» **Provided entries**
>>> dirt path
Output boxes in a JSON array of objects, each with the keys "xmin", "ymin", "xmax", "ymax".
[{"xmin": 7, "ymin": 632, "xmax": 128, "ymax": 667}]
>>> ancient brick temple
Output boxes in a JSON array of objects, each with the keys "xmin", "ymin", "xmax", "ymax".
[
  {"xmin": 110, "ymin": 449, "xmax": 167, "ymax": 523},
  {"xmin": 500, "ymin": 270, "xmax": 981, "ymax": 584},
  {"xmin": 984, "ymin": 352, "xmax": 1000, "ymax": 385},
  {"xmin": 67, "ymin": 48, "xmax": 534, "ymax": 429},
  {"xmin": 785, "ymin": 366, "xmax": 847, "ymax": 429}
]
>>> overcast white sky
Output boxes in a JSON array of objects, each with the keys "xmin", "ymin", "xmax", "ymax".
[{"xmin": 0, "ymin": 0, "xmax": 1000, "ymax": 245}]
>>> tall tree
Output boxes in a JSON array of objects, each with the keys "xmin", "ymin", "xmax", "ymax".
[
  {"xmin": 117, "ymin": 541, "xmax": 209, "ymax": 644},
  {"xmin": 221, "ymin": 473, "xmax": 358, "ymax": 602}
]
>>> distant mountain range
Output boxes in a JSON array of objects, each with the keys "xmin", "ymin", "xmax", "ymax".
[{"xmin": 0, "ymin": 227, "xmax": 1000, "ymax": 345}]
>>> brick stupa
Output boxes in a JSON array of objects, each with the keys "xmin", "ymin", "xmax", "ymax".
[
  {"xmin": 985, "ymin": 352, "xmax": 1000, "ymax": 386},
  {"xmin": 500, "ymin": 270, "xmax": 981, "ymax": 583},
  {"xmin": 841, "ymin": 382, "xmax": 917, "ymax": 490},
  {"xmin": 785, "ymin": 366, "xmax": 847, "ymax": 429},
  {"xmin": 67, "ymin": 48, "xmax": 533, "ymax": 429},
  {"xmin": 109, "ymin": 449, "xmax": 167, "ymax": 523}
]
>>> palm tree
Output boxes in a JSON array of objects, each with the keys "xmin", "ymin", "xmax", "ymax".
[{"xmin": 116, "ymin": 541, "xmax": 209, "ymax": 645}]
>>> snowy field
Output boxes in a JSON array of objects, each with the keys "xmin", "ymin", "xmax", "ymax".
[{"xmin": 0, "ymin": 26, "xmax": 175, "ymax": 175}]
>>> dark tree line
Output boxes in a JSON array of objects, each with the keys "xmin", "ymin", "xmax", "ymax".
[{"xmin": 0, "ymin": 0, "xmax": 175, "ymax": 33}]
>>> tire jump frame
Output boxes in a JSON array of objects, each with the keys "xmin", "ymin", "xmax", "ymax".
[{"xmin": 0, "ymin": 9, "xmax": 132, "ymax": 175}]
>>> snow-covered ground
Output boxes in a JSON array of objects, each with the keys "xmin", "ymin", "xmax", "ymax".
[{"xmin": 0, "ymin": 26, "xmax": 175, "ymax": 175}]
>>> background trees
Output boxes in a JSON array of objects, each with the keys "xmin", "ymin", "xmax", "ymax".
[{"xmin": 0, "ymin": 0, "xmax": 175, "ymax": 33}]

» **Task goal**
Starting at the line containing "dark tree line" and ending at the last line of the records, rewrite those lines with their requests included, scaling every bounding-box coordinate in the answers by 0.8 and rounding each to a whole number, with halves rounded up.

» **Exercise response**
>>> dark tree line
Output boxes in a JSON array of objects, each with the keys "xmin", "ymin", "xmax", "ymax".
[{"xmin": 0, "ymin": 0, "xmax": 140, "ymax": 26}]
>>> tire jump frame
Output boxes in a JSON array of objects, each with the keys "xmin", "ymin", "xmax", "ymax".
[{"xmin": 0, "ymin": 7, "xmax": 106, "ymax": 140}]
>>> snow-covered ground
Output boxes in a JSON array of objects, each with the keys "xmin", "ymin", "xmax", "ymax".
[{"xmin": 0, "ymin": 21, "xmax": 140, "ymax": 140}]
>>> background trees
Output boxes in a JSON array of objects, each with the keys "xmin", "ymin", "xmax", "ymax".
[{"xmin": 0, "ymin": 0, "xmax": 140, "ymax": 26}]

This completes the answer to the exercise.